### TEXTAUSZUG
Lesestück · [Dieser Artikel erschien im August 2011 als bekannt wurde, dass die Philipshalle einen neuen Namenssponsor gefunden hatte – das ist nun auch schon wieder 10 Jahre her…] Vor wenigen Wochen wurde bekannt, dass sich ein neuer Namenssponsor für die altehrwürdige Philipshalle in Düsseldorf-Oberbilk gefunden hat: eine Firma Bitsumushi Eclectic, oder so (ja, ich weiß: no jokes with names). Nun habe ich ja auch schon seit Jahrzehnten mit Marketing zu tun, und da habe ich mich gefragt: Auf welchen Berater sind denn die Entscheider bei Mitsubishi Electric (so ist es richtig!) hereingefallen, sich das Benennungsrecht der Halle am Rand des Südparks zu kaufen, die SCHON IMMER Philipshalle heißt? [Lesezeit ca. 4 min]
Denn Namesponsoring einer Veranstaltungsstätte spekuliert ja darauf, dass durch die ständige Erwähnung des Ortes mit seinem gekauften Namen der Bekanntheitsgrad des Sponsors wächst und/oder bei den Konsumenten eine positive Übertragung des Images der Stätte stattfindet. Zumindest letzteres ist bei der Philipshalle – zumindest was Düsseldorfer angeht, aber auch in Bezug auf Hundertausende Rockfans, die hier schönste Stunde verbracht haben, so gut wie ausgeschlossen. Klar, die strunzkorrupten Medien werden ab sofort gehorsam von der Mitsubishi Electric Halle reden und schreiben, aber FÜR UNS ist und bleibt das die Philipshalle!

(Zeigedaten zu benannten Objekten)
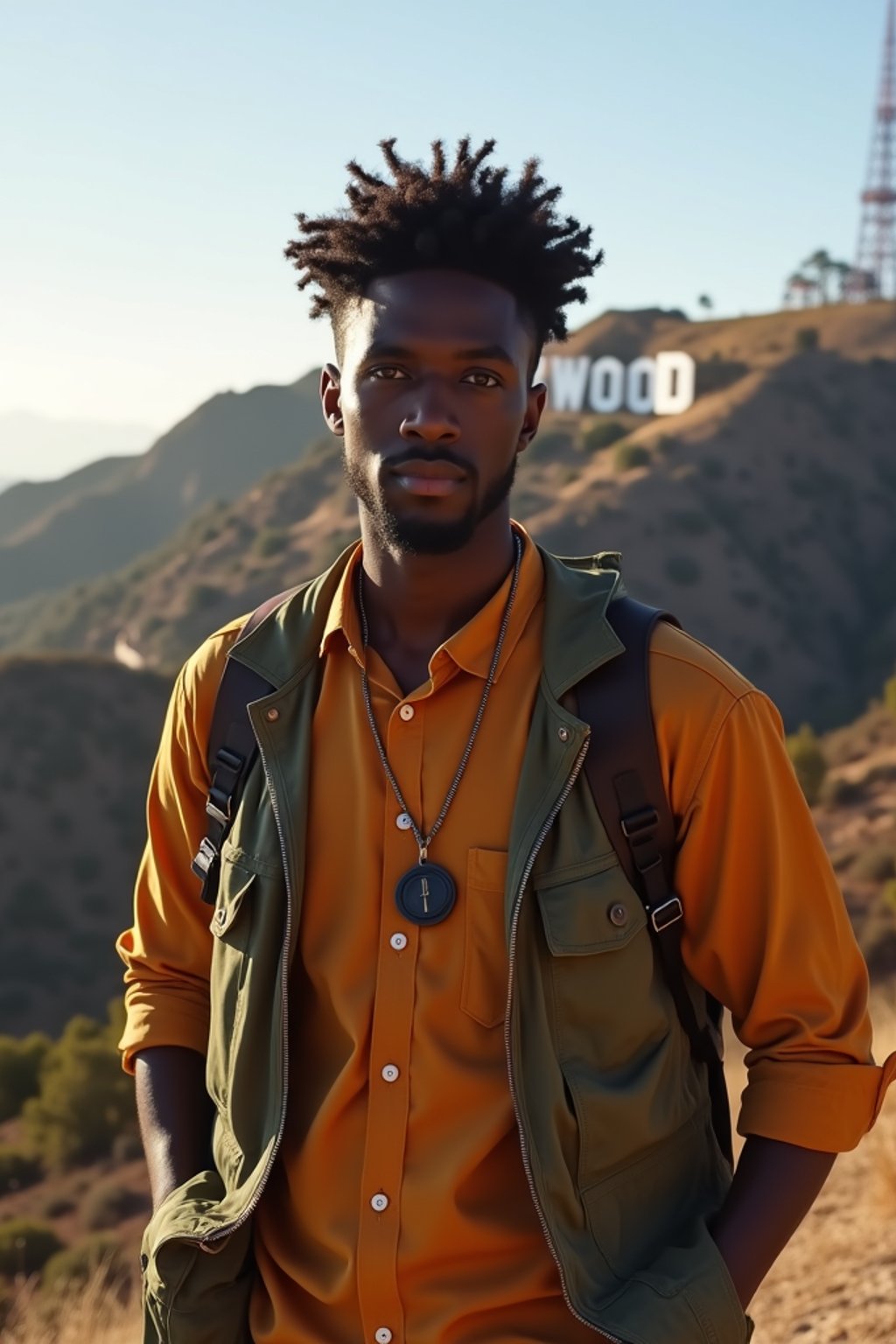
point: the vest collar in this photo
(578, 636)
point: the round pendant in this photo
(426, 894)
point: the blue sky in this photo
(153, 158)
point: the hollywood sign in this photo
(660, 385)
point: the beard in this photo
(416, 536)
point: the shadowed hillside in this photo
(80, 737)
(762, 515)
(101, 518)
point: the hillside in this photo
(762, 515)
(98, 519)
(78, 738)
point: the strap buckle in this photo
(206, 859)
(637, 822)
(667, 914)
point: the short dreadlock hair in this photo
(461, 218)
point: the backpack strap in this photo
(622, 769)
(231, 750)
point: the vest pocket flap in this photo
(235, 885)
(590, 912)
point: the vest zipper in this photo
(284, 990)
(524, 1148)
(206, 1242)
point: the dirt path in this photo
(836, 1281)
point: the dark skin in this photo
(434, 402)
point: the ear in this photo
(331, 402)
(535, 401)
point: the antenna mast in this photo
(875, 272)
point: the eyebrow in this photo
(479, 353)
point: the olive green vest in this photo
(612, 1116)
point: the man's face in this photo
(434, 403)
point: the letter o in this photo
(640, 382)
(606, 383)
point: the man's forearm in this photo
(175, 1116)
(775, 1184)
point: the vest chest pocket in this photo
(589, 912)
(599, 967)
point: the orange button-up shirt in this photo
(399, 1208)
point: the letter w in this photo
(569, 379)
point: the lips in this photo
(427, 476)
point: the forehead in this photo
(436, 310)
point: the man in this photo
(452, 1098)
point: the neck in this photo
(416, 602)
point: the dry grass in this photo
(835, 1284)
(85, 1313)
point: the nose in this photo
(430, 421)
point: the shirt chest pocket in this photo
(485, 957)
(601, 967)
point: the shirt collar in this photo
(471, 648)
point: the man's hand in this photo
(175, 1116)
(775, 1184)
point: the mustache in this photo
(444, 454)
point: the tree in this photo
(800, 288)
(20, 1065)
(808, 761)
(85, 1098)
(822, 263)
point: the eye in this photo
(387, 373)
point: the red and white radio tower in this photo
(875, 272)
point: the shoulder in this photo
(700, 702)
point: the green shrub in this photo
(808, 761)
(18, 1170)
(20, 1065)
(270, 541)
(25, 1246)
(890, 695)
(127, 1148)
(109, 1205)
(627, 456)
(202, 596)
(57, 1206)
(875, 864)
(85, 1098)
(550, 446)
(602, 434)
(682, 569)
(82, 1263)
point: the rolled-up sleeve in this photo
(167, 952)
(766, 928)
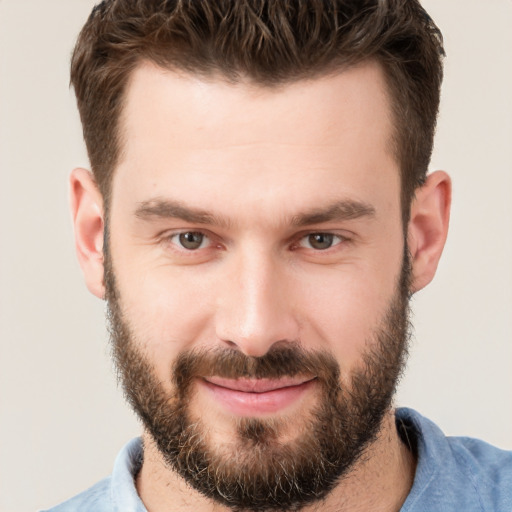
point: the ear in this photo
(428, 227)
(88, 221)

### AUFGABE
Wie könnte der Artikel über den neuen Namenssponsor der Philipshalle nach seinem letzten Satz weitergehen? Setze ihn fort.

### ERGEBNIS
Immerhin heißt der Kasten schon seit seiner Geburt im Jahre 1971 so. Angelegt war die Philipshalle von vornherein als Mehrzweckbau für Konzerte sowie Sport- und Showveranstaltungen. Zudem war sie häufig auch Stätte politischer Versammlungen und sogar von Messen und Infotagen. Natürlich ist auch mein Leben der vergangenen 40 Jahre aufs engste mit der Philipshalle verbunden. Ein Hochlicht war sicherlich eine SPD-Wahlveranstaltung im Spätsommer 1972, bei der ich als Helfer beteiligt war. Das brachte mir einen Platz in der zweiten Reihe, ganz knapp hinter Willy Brandt ein, sodass ich eine ordentliche Portion seines Charismas abbekam.
Von nicht weniger Aufregung begleitet war am 20.03.1993 auch der Weltmeisterkampf des Henry Maske gegen Charles Williams, bei dem dermaßen viel Prominenz anwesend war, dass die üblichen Millieugrößen daneben ganz normal aussahen. Vermutlich war es dieser Boxabend, der den Faustkampf so hip und cool gemacht hat, wie er bis vor ein paar Jahren war. Ich war im Gefolge des großen deutschen Malers Jörg Immendorff anwesend, der wiederum Gast eines bekannten Protagonisten aus einer anderen Branche war. Allerdings hatte man die Gästeschar – es müssen um die 60, 70 gewesen sein – in drei Klassen unterteilt, und als Insasse der C-Gruppe hatte ich zu allem, was VIP war, keinen Zutritt.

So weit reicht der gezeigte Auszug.